─── Raw data

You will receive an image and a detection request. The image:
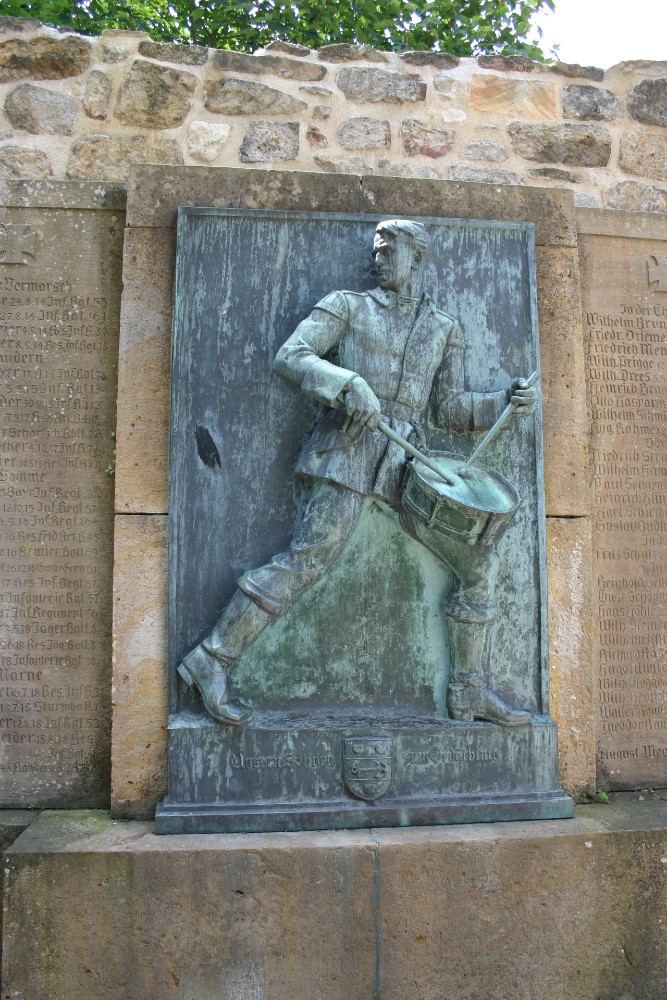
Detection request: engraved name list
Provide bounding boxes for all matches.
[0,201,123,806]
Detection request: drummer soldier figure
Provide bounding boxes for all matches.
[178,219,536,726]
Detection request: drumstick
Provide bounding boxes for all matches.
[457,371,540,476]
[378,420,456,486]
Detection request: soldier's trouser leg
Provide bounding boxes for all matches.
[400,512,530,726]
[178,480,364,725]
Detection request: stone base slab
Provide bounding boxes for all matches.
[3,792,667,1000]
[155,710,573,833]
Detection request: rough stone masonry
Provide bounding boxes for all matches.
[0,17,667,212]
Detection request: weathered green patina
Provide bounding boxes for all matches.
[158,210,571,832]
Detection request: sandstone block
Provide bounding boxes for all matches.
[0,17,42,35]
[214,49,327,80]
[574,191,598,208]
[528,167,579,184]
[123,165,372,229]
[627,78,667,125]
[111,514,168,819]
[549,62,604,83]
[377,160,438,180]
[336,118,391,149]
[618,131,667,181]
[461,140,509,163]
[115,61,197,128]
[115,225,176,514]
[204,77,308,115]
[360,176,581,247]
[83,70,111,118]
[563,84,621,122]
[536,247,590,517]
[605,181,667,212]
[477,55,536,73]
[336,69,426,104]
[239,121,299,163]
[374,797,667,1000]
[449,163,523,184]
[147,132,184,166]
[547,517,597,802]
[299,84,333,99]
[398,49,461,69]
[102,44,130,65]
[314,156,373,174]
[188,122,229,163]
[306,125,329,149]
[470,74,557,120]
[0,34,92,83]
[6,812,377,1000]
[266,38,312,59]
[67,135,147,182]
[317,42,387,62]
[5,83,78,135]
[507,122,611,167]
[401,118,456,159]
[0,146,53,181]
[139,40,208,66]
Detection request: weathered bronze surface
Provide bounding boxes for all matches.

──────

— Set exercise —
Please copy every line of the records above word for word, leaving out the pictures.

— Answer to the problem —
You will receive an image and a detection request. The image:
Detection request: engraved name list
Provide bounding boxes for all matches.
[0,201,123,806]
Detection request: drummer soldier figure
Provide bounding boxes for all matches.
[178,219,536,726]
Detection request: drumstick
Provide bounding boxes for all matches.
[457,371,540,476]
[378,420,456,486]
Detection request: soldier's trouser leg
Provide bounding boxes for all matches.
[400,512,530,726]
[178,480,364,725]
Detection request: stone base slab
Provide bounding boxes for all matches.
[3,792,667,1000]
[155,710,573,833]
Detection request: rough stone masonry
Provide bounding boxes for all matches.
[0,17,667,212]
Detection request: weathered green patina
Provide bounding boxes for all matches.
[158,210,571,832]
Detection request: sandstone block
Provide bounding boxes for all matches.
[0,17,42,35]
[214,49,327,80]
[574,191,598,208]
[528,167,579,184]
[123,165,372,229]
[627,78,667,125]
[111,514,168,819]
[549,62,604,83]
[377,160,438,180]
[336,118,391,149]
[618,131,667,181]
[461,140,509,163]
[115,61,197,128]
[115,225,176,514]
[204,77,308,115]
[360,176,581,247]
[83,70,111,118]
[563,84,621,122]
[536,247,590,517]
[605,181,667,212]
[477,55,536,73]
[336,69,426,104]
[239,121,299,163]
[374,797,667,1000]
[449,163,523,184]
[147,132,184,166]
[547,517,597,802]
[299,84,333,99]
[398,49,461,69]
[102,44,130,65]
[314,156,373,174]
[188,122,229,163]
[306,125,329,149]
[470,74,557,120]
[0,34,92,83]
[6,812,377,1000]
[266,38,312,59]
[67,135,147,182]
[317,42,387,62]
[5,83,78,135]
[507,122,611,167]
[401,118,456,159]
[0,146,53,181]
[139,40,208,66]
Detection request: weathered bronze surface
Provide bounding boxes for all matches.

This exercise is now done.